POLECENIE: Wypisz bez żadnych zmian część tekstu o gangach lat 90., zaczynając od słów „Wtedy musiał wystarczyć” i kończąc na słowach „trafiała do kiosków.”.

=== WYBRANY FRAGMENT ===

Lata 90. ubiegłego wieku, to był czas, gdy przestępcy mieli się w Polsce wyjątkowo dobrze. Także dziennikarzom nie brakowało tematów, bo życie dostarczało nam ich w nadmiarze.
Wówczas prowadziłem dział sensacji i reportażu - w popularnym wtedy Expressie Wieczornym. Pracowało tam wraz ze mną także kilku innych dziennikarzy Reportera. W tym czasie gangi mnożyły się niczym króliki - w każdym mieście i miasteczku - a my pisaliśmy na co dzień o ich dokonaniach. W pewnym sensie lansując poszczególnych watażków. Gdyż każda wzmianka w prasie podnosiła bandyckie notowania. Nie było wówczas Pudelka i popularnych obecnie tabloidów. Dziś pewnie chłopcy z ferajny staliby się celebrytami. Niczym matka Madzi.
Wtedy musiał wystarczyć im Express Wieczorny, od lektury którego wielu z nich zaczynało dzień. Zwłaszcza, że Ekspresiak - przez długi czas - ukazywał się po południu. A żaden szanujący się gangster - po nocy pełnej rabunków, gwałtów, wymuszeń i innych czynów karalnych - nie będzie zrywał się skoro świt, aby lecieć do kiosku po gazety. Około 13-14, to już co innego, a wtedy właśnie nasza gazeta trafiała do kiosków.
Czytali ją uważnie i zdarzało się, że telefonowali do nas z „reklamacjami”, że to o którymś napisaliśmy za dużo lub za mało. Rozgłos był dla nich ważny. Bez niego nie byłoby pewnie „Wołomina” i „Pruszkowa” w takiej skali, z jakiej znamy te gangi.
Były zatem przecieki od gangsterów do dziennikarzy. Zdarzało się też coś na kształt „ustawek” – między nami a zbójami. Jednak zawsze pisaliśmy, to tym co widzimy a nie o tym co chciano nam pokazać.
Kiedyś podczas spotkania z gangiem Łysego i Spławika z Żyrardowa chłopcy pogonili z restauracji, na naszych oczach, prokuratorów ze Skierniewic. Kilka dni wcześniej na tę knajpę zrobili najście w celu wymuszenia haraczu. A prokuratorzy przyjechali akurat w tej sprawie. Łysy po prostu ich wyprosil a oni grzecznie go posłuchali. I za moment gangsterzy opowiadali nam, jaką to pożyteczną robotę wykonują dla lokalnego społeczeństwa.

=== ZEBRANY MATERIAŁ ===

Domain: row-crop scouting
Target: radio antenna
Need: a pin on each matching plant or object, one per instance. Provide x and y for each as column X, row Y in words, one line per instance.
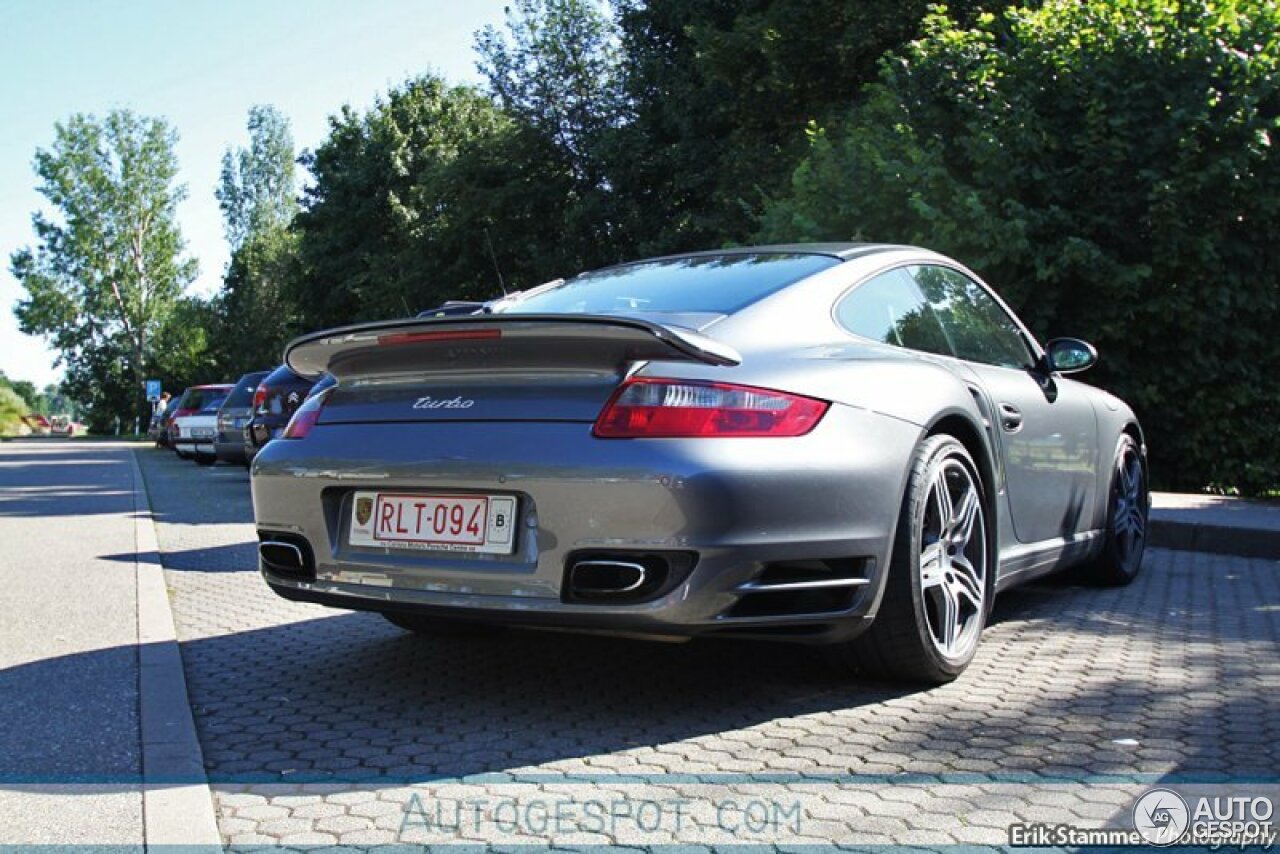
column 493, row 256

===

ODPOWIEDŹ:
Wtedy musiał wystarczyć im Express Wieczorny, od lektury którego wielu z nich zaczynało dzień. Zwłaszcza, że Ekspresiak - przez długi czas - ukazywał się po południu. A żaden szanujący się gangster - po nocy pełnej rabunków, gwałtów, wymuszeń i innych czynów karalnych - nie będzie zrywał się skoro świt, aby lecieć do kiosku po gazety. Około 13-14, to już co innego, a wtedy właśnie nasza gazeta trafiała do kiosków.